= THE TASKS =
1) Answer these questions using the passage on English colonial religion:
(a) In what year was Plymouth founded?
(b) Who arrived in Dublin in 1632 to lead the government there?
(c) For how many years after its founding did Plymouth have no clergyman?
2) Pick out and copy every line in the records that contains the word "black". Case counts, so match only that exact capitalization.

= SOURCE TEXT =

——

Virginian Anglicanism was thus made safe for gentry who appreciated a decent and edifying but not overdramatic performance of the Prayer Book, and the colony continued much more reminiscent of the hierarchical countryside of Old England than any of the other more northern English ventures. These northern colonies saw the early Stuart Church of England as too flawed to be truly God's Church. America was often not the first choice of these settlers when they looked for somewhere to build a purer community. Some migrated to the Protestant United Provinces of the Netherlands, as discontented English godly folk had done since the middle of Elizabeth's reign, but however godly the atmosphere in this properly reformed Church setting, there was little land to spare, and rather too many Dutch people. Ireland offered better possibilities, but by the late 1620s Charles I had an unfriendly eye on potentially subversive settlers from England; when in 1632 his aggressive Lord Deputy, the Earl of Strafford, arrived to lead the government in Dublin, he even made major concessions to Irish Roman Catholics. So the best alternative was in the new lands of America.
The godly ventured far to the north of Virginia, in an area of forests and deep sea inlets soon named New England. The first colony in this northern region, Plymouth in what later became part of Massachusetts, was founded in 1620, by separatists who made no bones about their wish to isolate themselves completely from corrupt English religion. This group, since the nineteenth century commonly given the celebratory title the 'Pilgrim Fathers', had first migrated as a single congregation to the Netherlands, but now sought a less restricting place, to become a 'civill body politick, for our better ordering & preservation'.
4
For all its subsequent fame in American mythology, the settlement remained small and poor, for not many wished to join the Pilgrims; they made their brave voyage in the years before the group around William Laud achieved power in England. Notably, for all their intense practice of piety, there was no clergyman among them for the first nine years of Plymouth's existence; the sacrament of the Eucharist was not among their devotional priorities.

——

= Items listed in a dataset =
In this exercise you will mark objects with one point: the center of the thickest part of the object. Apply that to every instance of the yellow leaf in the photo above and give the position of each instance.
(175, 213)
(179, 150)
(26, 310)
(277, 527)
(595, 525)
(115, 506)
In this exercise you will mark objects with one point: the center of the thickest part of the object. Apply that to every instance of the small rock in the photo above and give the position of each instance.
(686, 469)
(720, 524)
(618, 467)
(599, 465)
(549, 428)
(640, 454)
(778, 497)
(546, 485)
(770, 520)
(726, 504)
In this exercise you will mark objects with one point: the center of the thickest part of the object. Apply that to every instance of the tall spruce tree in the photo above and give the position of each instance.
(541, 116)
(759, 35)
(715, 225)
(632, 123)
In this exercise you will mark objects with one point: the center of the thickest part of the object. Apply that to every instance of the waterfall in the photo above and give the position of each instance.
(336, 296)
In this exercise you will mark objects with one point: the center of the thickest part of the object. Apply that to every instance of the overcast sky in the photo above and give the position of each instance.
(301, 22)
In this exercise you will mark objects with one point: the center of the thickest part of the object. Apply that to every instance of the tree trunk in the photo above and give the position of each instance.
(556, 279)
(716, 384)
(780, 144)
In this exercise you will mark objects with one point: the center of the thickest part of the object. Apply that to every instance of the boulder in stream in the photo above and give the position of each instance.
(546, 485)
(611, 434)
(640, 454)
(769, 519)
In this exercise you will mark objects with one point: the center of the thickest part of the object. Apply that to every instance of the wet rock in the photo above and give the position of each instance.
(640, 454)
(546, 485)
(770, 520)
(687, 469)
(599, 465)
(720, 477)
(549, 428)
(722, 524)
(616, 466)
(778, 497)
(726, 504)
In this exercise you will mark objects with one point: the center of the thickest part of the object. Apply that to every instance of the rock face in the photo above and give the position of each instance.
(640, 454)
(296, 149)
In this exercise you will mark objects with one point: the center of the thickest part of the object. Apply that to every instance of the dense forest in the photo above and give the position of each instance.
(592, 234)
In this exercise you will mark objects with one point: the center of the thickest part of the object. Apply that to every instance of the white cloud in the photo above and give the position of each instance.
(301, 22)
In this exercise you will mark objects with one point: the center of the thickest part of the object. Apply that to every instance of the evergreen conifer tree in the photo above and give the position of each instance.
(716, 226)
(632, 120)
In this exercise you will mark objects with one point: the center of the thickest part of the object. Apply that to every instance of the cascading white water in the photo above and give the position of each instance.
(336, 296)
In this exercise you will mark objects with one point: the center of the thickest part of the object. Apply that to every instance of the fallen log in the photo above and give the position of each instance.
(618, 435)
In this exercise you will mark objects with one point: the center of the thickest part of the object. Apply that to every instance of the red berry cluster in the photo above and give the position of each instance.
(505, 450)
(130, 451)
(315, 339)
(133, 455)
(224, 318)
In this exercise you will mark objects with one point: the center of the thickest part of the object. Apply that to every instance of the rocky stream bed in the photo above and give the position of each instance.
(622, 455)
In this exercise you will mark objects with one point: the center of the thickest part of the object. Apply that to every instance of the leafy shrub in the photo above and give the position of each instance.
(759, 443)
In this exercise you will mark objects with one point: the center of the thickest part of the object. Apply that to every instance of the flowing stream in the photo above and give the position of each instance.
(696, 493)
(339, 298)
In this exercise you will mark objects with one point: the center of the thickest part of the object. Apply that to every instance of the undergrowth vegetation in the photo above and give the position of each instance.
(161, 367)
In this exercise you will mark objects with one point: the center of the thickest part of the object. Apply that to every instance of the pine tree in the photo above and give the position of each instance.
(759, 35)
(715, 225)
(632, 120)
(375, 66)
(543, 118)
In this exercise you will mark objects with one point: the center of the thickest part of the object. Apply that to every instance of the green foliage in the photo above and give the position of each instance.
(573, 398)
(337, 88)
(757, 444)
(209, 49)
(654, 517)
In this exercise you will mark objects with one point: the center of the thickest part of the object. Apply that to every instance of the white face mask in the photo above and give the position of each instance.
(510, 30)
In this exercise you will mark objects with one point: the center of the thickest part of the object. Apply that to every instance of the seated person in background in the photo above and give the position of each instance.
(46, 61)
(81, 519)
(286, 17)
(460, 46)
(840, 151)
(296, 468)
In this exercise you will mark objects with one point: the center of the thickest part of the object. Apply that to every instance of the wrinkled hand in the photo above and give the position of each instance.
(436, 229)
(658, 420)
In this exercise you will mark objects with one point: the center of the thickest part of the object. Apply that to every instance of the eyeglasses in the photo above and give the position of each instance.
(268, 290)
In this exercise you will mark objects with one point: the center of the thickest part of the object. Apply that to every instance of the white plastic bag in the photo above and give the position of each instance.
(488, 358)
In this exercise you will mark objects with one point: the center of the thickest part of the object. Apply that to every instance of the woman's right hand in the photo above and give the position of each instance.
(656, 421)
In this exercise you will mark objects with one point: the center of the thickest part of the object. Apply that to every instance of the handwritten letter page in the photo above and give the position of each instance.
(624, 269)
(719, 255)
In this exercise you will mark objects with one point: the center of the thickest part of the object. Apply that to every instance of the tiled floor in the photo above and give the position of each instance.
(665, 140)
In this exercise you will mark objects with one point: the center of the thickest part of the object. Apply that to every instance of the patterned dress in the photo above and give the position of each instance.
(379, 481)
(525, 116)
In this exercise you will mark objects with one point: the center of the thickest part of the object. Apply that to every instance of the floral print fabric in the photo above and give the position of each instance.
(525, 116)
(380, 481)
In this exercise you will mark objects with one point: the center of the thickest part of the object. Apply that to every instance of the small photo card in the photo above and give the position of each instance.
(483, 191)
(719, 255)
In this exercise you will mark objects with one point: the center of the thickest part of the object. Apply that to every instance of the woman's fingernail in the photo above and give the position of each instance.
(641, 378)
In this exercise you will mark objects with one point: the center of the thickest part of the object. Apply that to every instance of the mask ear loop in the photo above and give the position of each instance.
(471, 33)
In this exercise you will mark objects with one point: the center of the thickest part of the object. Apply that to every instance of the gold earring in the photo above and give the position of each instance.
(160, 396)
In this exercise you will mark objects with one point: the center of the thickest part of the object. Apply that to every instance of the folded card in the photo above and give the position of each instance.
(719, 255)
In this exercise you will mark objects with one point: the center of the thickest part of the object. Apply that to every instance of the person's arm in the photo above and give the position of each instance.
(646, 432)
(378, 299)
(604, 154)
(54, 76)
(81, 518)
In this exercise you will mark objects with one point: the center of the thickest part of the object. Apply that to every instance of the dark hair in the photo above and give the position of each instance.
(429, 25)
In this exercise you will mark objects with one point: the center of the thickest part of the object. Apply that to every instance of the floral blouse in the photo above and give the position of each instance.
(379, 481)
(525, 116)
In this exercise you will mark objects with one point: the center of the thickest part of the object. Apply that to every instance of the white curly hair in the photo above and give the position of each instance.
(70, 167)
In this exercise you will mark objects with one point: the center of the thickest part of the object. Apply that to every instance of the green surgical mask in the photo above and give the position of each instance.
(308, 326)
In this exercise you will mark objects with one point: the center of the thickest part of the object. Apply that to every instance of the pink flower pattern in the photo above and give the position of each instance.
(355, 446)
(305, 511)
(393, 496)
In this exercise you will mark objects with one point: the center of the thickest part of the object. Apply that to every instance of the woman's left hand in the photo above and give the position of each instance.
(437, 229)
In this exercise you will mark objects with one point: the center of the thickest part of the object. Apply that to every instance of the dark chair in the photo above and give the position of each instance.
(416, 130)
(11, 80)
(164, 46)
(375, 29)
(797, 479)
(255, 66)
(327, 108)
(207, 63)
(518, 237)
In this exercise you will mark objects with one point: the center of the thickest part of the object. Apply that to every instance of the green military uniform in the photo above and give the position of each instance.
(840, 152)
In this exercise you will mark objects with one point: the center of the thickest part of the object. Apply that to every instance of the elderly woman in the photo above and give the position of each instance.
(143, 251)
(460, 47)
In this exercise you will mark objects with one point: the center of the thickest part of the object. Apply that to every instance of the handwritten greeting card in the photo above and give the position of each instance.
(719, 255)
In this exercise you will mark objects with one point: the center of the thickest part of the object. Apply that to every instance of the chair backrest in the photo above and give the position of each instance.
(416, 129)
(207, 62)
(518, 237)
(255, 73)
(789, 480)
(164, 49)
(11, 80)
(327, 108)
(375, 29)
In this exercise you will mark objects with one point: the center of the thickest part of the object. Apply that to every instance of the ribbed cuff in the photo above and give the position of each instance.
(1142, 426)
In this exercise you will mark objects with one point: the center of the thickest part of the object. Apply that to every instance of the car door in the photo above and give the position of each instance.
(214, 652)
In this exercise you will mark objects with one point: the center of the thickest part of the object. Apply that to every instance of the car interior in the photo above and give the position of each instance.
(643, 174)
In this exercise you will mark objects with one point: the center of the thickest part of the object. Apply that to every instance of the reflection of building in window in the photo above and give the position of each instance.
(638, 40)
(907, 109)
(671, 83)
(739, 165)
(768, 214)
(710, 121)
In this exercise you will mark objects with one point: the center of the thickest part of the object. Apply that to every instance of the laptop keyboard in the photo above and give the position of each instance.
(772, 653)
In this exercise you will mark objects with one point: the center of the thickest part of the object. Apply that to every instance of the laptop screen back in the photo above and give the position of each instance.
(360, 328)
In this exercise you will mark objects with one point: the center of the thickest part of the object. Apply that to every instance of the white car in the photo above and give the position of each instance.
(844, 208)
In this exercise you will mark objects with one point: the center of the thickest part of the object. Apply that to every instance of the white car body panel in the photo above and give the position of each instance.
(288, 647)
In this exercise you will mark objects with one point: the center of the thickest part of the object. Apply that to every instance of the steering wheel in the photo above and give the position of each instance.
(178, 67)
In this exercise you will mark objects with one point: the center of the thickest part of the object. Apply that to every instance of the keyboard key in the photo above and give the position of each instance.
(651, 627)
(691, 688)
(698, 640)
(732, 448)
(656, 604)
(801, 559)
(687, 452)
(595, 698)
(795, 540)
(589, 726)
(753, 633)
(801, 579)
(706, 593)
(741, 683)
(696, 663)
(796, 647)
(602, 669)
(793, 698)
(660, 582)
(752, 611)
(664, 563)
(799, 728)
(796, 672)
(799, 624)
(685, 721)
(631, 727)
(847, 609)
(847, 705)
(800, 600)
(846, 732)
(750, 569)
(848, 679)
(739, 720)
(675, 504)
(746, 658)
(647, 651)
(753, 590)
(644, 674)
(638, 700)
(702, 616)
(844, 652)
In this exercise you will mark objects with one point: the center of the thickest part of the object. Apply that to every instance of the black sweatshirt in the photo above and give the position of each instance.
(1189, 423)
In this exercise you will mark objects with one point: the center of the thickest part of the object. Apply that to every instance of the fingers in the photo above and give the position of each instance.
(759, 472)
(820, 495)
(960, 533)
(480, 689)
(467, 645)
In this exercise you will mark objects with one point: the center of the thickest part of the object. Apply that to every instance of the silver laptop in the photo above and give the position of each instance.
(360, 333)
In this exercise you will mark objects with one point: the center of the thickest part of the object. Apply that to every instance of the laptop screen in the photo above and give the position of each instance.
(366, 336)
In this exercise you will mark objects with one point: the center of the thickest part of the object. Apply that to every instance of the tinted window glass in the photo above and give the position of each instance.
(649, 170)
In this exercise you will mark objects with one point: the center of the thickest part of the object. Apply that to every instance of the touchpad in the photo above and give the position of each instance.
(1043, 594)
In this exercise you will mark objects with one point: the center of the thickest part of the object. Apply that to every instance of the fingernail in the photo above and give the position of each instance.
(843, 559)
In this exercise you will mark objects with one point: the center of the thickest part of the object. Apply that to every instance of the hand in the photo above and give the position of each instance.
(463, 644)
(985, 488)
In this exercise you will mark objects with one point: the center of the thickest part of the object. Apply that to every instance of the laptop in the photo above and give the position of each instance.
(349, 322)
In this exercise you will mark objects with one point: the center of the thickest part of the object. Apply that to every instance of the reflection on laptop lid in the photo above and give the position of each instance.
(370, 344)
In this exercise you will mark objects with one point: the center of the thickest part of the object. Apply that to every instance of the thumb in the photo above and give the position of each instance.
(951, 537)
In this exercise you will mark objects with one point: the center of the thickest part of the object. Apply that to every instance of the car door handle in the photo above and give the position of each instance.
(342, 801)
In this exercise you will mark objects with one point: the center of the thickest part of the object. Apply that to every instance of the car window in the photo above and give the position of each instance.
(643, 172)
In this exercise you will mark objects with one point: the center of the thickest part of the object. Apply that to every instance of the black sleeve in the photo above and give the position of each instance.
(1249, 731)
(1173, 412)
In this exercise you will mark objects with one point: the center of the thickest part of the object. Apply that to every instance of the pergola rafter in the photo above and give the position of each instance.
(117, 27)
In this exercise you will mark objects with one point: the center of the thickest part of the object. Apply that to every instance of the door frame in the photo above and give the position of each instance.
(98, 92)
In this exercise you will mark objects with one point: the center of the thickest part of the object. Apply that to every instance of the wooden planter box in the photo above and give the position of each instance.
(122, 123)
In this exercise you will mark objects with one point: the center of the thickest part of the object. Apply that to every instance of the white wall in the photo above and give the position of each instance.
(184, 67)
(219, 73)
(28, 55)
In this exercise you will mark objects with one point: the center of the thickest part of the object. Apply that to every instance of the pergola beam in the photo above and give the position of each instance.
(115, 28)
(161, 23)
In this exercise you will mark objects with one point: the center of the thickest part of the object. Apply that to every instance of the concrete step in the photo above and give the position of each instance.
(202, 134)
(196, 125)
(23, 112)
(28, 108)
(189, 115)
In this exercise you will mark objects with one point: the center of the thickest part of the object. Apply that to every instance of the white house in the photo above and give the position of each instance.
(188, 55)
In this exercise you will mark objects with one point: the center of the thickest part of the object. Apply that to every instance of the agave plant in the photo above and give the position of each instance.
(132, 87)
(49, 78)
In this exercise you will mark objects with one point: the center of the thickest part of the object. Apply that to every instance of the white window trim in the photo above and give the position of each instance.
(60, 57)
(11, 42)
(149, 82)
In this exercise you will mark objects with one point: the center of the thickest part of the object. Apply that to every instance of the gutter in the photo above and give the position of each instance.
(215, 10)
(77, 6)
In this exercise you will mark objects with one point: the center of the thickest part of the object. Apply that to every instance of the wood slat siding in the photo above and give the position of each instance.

——

= ANSWERS TO THE TASKS =
1)
(a) 1620
(b) The Earl of Strafford, the Lord Deputy of Charles I
(c) The first nine years

2)
In this exercise you will mark objects with one point: the center of the thickest part of the object. Apply that to every instance of the black sweatshirt in the photo above and give the position of each instance.
In this exercise you will mark objects with one point: the center of the thickest part of the object. Apply that to every instance of the black sleeve in the photo above and give the position of each instance.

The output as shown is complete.